SECURITIES AND EXCHANGE COMMISSION

Washington, DC 20549

 

FORM 8-K

 

CURRENT REPORT

Pursuant to Section 13 or 15(d) of the

Securities Exchange Act of 1934

 

Date of report (Date of earliest event reported):   December 17, 2015

Commission File Number:   00053238

 

Cemtrex Inc. 
(Exact name of small business issuer as specified in its charter)

 

Delaware 
(State or other jurisdiction of incorporation or organization)

 

30-0399914 
(IRS Employer Identification No.)

  

19 Engineers Lane, Farmingdale, New York 11735 
(Address of principal executive offices)

 

6317569116 
(Registrant's Telephone number)

 

Not Applicable 
(Former Name or Former Address, if Changed Since Last Report)

 

Check the appropriate box below if the Form 8-K filing is intended to simultaneously satisfy the filing obligation of the registrant under any of the following provisions (see General Instruction A.2. below):

 

¨ Written communications pursuant to Rule 425 under the Securities Act (17 CFR 230.425)

 

¨ Soliciting material pursuant to Rule 14a-12 under the Exchange Act (17 CFR 240.14a-12)

 

¨ Pre-commencement communications pursuant to Rule 14d-2(b) under the Exchange Act (17 CFR 240.14d-2(b))

 

¨ Pre-commencement communications pursuant to Rule 13e-4(c) under the Exchange Act (17 CFR 240.13e-4(c))

 

 

 


Item 8.01 Other Events.

=== EXTRACTED RECORDS ===

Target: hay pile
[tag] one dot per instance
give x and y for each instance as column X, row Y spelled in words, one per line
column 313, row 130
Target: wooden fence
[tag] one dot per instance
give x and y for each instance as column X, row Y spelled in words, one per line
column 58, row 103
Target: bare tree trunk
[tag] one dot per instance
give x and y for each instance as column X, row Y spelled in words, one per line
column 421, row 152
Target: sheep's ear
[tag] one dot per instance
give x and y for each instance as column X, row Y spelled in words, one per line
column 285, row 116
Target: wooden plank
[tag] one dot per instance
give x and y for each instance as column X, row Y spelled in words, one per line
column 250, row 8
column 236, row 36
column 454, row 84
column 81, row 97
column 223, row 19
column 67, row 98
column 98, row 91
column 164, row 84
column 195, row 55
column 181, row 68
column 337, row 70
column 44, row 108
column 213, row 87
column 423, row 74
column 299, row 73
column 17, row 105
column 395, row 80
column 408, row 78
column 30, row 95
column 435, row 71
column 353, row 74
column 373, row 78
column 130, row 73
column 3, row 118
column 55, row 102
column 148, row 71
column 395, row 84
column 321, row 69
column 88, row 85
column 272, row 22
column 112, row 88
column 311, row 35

...

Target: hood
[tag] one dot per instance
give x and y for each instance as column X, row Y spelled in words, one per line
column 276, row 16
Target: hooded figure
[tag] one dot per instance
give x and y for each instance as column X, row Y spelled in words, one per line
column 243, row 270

==

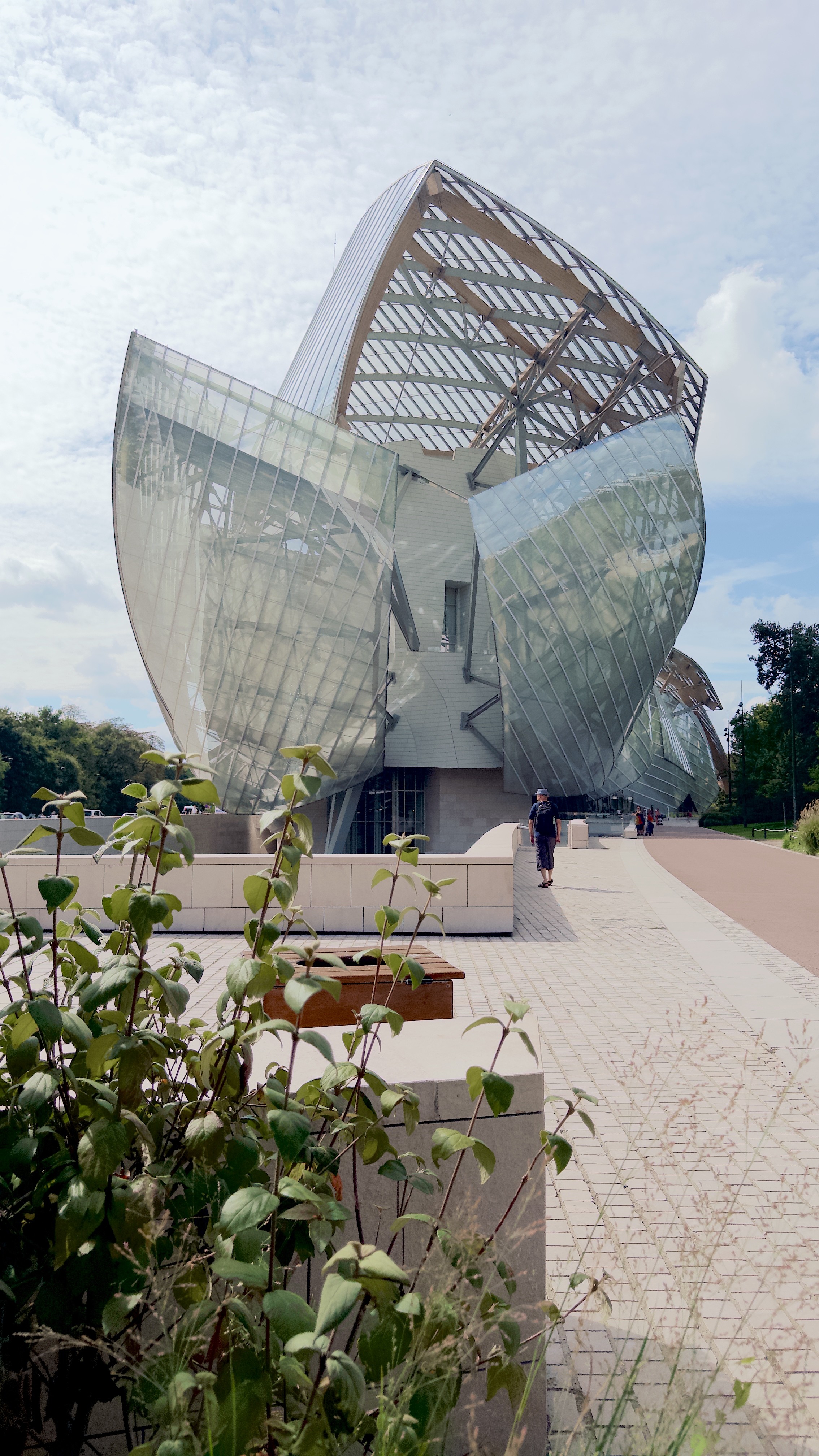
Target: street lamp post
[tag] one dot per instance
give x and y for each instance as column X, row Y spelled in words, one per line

=== OBJECTIVE ===
Write out the part of the Cemtrex Form 8-K that starts at "Pursuant to Section" and ends at "in its charter)".

=== FULL RESPONSE ===
Pursuant to Section 13 or 15(d) of the

Securities Exchange Act of 1934

 

Date of report (Date of earliest event reported):   December 17, 2015

Commission File Number:   00053238

 

Cemtrex Inc. 
(Exact name of small business issuer as specified in its charter)